▸ **STATED PROBLEM**
Please rewrite the rows starting with the first line and going on through the line with "point(264, 336)", both ends included, with the requests kept. Multiply every coordinate in the answer points by 1.75 and round to whole numbers, halves up, leaving the numbers in the requests and their format samples unchanged.
RECORDS SUPPLIED start
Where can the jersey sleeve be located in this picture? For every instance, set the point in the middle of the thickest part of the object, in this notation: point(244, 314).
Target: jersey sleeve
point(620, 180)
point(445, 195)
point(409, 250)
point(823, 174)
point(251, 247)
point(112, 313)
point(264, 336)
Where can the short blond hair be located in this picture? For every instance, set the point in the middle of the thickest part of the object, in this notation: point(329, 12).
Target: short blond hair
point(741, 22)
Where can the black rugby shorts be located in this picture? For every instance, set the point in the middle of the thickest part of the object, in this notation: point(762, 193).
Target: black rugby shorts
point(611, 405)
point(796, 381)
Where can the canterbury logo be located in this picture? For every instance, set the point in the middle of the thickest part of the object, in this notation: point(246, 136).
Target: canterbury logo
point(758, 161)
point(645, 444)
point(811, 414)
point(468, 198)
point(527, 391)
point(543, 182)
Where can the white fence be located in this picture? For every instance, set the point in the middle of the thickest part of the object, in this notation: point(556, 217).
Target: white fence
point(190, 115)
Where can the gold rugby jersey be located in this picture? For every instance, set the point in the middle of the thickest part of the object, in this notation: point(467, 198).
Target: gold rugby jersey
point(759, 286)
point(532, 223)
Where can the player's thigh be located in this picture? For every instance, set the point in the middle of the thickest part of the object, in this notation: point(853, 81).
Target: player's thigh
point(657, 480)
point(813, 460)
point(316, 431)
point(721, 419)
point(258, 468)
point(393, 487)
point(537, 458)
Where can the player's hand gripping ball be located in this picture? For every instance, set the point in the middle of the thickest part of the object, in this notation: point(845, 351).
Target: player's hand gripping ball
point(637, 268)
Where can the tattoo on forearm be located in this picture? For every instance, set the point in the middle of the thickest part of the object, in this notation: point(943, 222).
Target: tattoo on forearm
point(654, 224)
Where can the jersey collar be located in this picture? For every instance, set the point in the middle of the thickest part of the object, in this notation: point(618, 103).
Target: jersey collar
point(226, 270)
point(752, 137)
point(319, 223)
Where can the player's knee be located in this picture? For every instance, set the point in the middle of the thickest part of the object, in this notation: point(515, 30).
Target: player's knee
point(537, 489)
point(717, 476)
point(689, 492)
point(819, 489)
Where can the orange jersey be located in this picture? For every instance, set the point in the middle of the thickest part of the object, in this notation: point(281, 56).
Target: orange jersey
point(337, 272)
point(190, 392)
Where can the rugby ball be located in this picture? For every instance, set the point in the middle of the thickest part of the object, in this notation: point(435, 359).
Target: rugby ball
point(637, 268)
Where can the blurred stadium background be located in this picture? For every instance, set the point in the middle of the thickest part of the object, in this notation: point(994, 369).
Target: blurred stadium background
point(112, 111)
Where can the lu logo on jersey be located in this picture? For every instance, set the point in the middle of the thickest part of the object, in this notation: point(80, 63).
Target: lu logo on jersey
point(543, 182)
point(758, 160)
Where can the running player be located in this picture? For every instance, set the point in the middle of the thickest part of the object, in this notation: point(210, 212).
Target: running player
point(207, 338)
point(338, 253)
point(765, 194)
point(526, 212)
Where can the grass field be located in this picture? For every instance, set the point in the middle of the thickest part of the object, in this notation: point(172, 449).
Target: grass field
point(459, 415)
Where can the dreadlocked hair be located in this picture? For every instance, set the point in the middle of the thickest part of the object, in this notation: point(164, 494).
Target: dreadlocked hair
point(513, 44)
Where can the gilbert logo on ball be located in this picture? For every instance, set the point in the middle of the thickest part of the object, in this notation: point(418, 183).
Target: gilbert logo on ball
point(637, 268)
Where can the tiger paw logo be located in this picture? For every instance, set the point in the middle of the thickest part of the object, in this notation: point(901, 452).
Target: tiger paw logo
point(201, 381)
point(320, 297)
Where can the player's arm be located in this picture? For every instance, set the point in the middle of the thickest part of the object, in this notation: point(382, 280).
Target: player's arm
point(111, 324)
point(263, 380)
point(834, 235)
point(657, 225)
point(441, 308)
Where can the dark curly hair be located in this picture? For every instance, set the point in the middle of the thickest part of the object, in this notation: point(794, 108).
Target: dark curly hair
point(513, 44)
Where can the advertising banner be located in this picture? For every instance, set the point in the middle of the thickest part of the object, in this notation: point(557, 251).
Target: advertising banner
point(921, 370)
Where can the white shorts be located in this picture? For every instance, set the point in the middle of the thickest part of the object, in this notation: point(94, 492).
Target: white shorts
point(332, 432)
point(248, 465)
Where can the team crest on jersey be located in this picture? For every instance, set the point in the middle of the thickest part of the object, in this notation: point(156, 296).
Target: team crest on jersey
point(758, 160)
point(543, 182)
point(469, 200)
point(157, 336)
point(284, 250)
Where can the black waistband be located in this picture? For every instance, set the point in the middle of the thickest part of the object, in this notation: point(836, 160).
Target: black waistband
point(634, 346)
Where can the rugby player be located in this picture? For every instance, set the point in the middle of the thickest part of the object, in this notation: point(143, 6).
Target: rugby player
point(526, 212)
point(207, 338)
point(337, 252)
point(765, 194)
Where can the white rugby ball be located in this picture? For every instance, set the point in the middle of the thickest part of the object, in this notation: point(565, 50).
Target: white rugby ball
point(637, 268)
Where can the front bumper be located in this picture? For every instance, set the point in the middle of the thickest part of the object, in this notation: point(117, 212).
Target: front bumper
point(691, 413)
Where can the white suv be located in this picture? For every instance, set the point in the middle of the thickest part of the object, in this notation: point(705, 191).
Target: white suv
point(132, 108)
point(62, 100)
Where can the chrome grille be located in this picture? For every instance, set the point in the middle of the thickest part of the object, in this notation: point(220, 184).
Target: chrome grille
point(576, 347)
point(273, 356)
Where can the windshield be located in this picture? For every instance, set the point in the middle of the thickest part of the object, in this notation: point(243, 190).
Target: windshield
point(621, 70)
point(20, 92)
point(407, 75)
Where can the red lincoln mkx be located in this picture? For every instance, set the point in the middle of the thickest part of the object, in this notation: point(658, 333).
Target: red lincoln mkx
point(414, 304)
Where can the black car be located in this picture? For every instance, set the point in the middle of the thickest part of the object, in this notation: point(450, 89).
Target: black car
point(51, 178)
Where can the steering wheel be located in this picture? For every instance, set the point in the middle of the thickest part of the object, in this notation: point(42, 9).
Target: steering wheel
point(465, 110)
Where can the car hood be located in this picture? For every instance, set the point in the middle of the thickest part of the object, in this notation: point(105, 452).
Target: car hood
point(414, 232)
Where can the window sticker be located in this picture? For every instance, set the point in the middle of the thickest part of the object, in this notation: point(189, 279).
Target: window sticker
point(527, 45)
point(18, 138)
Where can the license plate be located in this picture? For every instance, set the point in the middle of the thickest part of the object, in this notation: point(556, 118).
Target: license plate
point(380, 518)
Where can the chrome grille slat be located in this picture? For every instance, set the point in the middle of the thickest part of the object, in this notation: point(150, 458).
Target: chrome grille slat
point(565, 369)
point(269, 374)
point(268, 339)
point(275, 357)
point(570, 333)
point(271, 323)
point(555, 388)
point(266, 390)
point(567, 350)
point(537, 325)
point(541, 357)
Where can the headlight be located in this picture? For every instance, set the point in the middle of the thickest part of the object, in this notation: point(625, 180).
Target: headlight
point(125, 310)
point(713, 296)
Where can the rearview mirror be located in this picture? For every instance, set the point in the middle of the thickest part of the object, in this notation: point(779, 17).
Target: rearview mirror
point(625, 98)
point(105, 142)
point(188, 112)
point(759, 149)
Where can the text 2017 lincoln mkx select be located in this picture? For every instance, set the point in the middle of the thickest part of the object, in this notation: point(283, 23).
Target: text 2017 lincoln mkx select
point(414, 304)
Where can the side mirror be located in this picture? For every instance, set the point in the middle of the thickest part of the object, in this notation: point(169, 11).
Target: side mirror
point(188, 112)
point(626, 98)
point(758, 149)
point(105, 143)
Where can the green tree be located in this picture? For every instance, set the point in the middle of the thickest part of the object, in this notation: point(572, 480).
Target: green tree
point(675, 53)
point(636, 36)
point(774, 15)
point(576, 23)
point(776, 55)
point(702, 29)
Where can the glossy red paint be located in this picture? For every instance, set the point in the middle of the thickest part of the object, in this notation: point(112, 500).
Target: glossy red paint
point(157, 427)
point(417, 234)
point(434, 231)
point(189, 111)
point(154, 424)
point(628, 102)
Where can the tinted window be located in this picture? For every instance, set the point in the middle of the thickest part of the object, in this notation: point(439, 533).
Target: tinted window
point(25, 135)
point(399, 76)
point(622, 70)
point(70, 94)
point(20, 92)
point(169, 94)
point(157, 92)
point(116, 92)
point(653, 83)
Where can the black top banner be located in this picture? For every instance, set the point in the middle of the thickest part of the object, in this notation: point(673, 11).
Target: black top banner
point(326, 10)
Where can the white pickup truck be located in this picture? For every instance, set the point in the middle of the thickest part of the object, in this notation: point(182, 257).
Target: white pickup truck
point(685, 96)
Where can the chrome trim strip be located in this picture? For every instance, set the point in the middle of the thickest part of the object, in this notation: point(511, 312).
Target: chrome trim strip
RECORDS SUPPLIED end
▸ **PROBLEM SOLUTION**
Where can the jersey sleeve be located in this picture? For every instance, set the point in the middle of the thickest part of the object, in this notation: point(244, 314).
Target: jersey sleeve
point(1085, 315)
point(779, 341)
point(716, 438)
point(1440, 305)
point(439, 432)
point(196, 548)
point(462, 588)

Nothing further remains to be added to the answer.